→ **Description of the task**
Would you please repeat exactly the lines from the one containing "the balcony, each" to the end of the records, both included, and leave out the rest?

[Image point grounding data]

········

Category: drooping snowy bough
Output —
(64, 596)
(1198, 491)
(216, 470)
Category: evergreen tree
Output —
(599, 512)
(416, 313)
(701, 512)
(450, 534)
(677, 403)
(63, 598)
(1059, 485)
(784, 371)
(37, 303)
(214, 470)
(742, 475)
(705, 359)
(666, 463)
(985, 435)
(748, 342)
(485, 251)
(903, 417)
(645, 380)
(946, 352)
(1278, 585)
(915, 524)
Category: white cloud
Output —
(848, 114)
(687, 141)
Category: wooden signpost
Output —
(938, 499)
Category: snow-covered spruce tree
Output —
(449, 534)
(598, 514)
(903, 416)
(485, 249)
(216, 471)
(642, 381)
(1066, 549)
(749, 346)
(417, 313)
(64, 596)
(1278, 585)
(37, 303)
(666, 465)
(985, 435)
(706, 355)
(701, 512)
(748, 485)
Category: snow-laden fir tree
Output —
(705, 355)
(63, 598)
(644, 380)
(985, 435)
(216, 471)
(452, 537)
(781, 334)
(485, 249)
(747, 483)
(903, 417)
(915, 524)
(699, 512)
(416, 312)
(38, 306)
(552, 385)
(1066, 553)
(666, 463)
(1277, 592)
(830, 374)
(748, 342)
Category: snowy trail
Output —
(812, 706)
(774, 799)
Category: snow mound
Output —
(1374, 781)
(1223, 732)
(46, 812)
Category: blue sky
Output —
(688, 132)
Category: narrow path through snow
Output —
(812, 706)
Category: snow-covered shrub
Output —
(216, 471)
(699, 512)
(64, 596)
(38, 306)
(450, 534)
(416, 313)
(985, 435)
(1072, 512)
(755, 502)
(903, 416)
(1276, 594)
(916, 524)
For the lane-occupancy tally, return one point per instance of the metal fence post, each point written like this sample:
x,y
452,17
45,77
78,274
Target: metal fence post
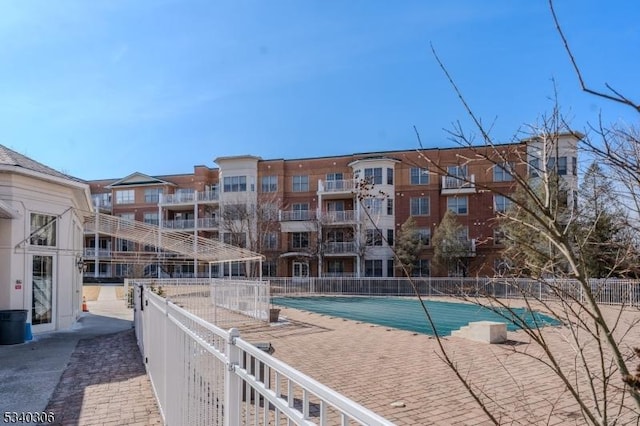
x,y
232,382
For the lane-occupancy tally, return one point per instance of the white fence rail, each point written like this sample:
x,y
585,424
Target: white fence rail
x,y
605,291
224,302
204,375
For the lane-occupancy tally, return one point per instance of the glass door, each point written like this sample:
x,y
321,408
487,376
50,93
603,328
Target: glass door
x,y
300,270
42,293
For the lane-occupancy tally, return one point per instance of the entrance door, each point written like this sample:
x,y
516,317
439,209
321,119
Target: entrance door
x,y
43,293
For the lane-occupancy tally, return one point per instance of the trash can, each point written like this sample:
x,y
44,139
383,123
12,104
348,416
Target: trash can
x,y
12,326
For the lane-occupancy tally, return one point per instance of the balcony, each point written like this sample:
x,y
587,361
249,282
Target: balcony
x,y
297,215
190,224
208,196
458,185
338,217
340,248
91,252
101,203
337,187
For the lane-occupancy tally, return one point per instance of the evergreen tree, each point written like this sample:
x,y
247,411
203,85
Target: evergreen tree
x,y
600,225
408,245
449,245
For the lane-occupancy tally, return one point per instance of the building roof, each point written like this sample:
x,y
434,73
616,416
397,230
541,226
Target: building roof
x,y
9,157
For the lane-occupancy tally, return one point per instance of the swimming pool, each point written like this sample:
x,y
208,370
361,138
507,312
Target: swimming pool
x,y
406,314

········

→ **Solution for this problem**
For the lane-occupancy tally, return one point per instance of the balcony, each point written like this sample:
x,y
587,361
249,282
Target: balcony
x,y
297,215
190,224
208,196
458,185
338,217
340,248
91,252
101,203
337,187
For the lane-occupancy tally, return one point per instance of the evergreen tree, each point written like this sample:
x,y
247,411
203,85
Target: evergreen tree
x,y
600,225
408,245
449,245
For the lane-occupancy tally, return one point per instance of the building roof, each point written like this sample:
x,y
434,73
616,416
397,230
541,226
Target: building roof
x,y
9,157
For the lane-occupancy tally, return one point per instance of the swimming pool, each point written like this sample:
x,y
208,370
361,138
507,312
Target: swimming pool
x,y
406,314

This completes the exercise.